-- Begin Available records --

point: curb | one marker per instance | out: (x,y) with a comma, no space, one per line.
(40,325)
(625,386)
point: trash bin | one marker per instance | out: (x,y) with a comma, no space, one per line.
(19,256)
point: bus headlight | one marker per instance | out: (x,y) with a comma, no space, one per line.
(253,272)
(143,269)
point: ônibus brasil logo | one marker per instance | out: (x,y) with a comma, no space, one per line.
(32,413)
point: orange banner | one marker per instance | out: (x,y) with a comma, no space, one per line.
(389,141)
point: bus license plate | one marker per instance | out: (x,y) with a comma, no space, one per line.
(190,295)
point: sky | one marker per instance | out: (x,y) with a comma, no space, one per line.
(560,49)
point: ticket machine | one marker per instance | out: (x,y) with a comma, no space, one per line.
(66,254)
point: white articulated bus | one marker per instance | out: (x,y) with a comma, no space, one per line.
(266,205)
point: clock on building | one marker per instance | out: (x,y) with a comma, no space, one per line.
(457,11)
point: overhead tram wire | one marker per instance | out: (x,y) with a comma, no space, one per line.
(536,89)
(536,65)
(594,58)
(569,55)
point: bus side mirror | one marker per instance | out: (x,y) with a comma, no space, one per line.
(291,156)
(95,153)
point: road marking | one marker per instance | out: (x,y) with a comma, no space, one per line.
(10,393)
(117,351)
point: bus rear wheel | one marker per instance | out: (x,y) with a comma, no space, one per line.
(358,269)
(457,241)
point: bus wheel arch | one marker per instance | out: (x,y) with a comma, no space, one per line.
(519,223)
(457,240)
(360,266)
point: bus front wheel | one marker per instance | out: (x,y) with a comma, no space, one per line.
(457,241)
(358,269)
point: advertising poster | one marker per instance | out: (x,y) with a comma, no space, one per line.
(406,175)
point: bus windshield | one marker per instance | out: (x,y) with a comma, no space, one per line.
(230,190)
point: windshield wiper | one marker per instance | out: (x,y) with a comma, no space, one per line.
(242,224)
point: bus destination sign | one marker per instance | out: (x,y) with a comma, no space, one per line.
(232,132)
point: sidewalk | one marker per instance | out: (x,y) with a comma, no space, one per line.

-- End Available records --

__To be done__.
Output the lines above verbatim and in full.

__Response to the task__.
point: curb | one marker per instance | out: (x,y) with a comma, no space, one per line.
(40,325)
(625,386)
point: trash bin | one marker per instance | out: (x,y) with a comma, no space, one per line.
(19,256)
point: bus headlight | one marker per instance | out: (x,y) with a comma, no space, one per line.
(253,272)
(143,269)
point: ônibus brasil logo | one marker per instance | out: (x,y) with a comma, no space, one per line.
(32,413)
point: orange banner | one marker per instance | out: (x,y) with a comma, no space, one per line.
(389,141)
point: bus license plate | one marker per instance | out: (x,y) with a comma, no space, one per line.
(190,295)
point: sky | one marker per instance | out: (x,y) with a comma, no space, one per line.
(560,49)
point: ticket machine | one marker per instance | out: (x,y) with a comma, no space, one per line.
(66,254)
point: white articulated bus | one marker per instance | out: (x,y) with a comma, no space, one per line.
(266,205)
point: clock on building | one marker per instance | out: (x,y) with a comma, no space, one per line.
(457,11)
point: overhead tram wire | one marker per instance | out: (x,y) with a comma, no space, one per line.
(536,89)
(536,65)
(594,58)
(569,55)
point: bus side mirror | one marker per instance | out: (x,y) with a comma, no space, one per line.
(291,156)
(95,153)
point: road marking | one marker per instance | out: (x,y) with a comma, no space, one per line.
(10,393)
(117,351)
point: bus rear wheel | one marker per instance | out: (x,y) with a comma, no space, one per line.
(358,269)
(457,241)
point: bus wheel arch | one marker per instance | out: (x,y) with a comma, no space, one per line.
(519,223)
(457,240)
(360,266)
point: bus front wheel | one marker per instance | out: (x,y) with a comma, no space, one per line.
(457,241)
(358,269)
point: advertising poster | one marker per instance | out: (x,y) with a comma, no space, one per line.
(406,175)
point: bus windshield | one marker per instance | out: (x,y) with a comma, no space, one per line.
(230,190)
point: windshield wiper | one marker per instance | out: (x,y) with a comma, no space, one per line.
(242,224)
point: bus destination sign | one marker per instance | out: (x,y) with a comma, no space, one per line.
(232,132)
point: sidewalk | one marker per instance | out: (x,y) with a comma, no space, one per line.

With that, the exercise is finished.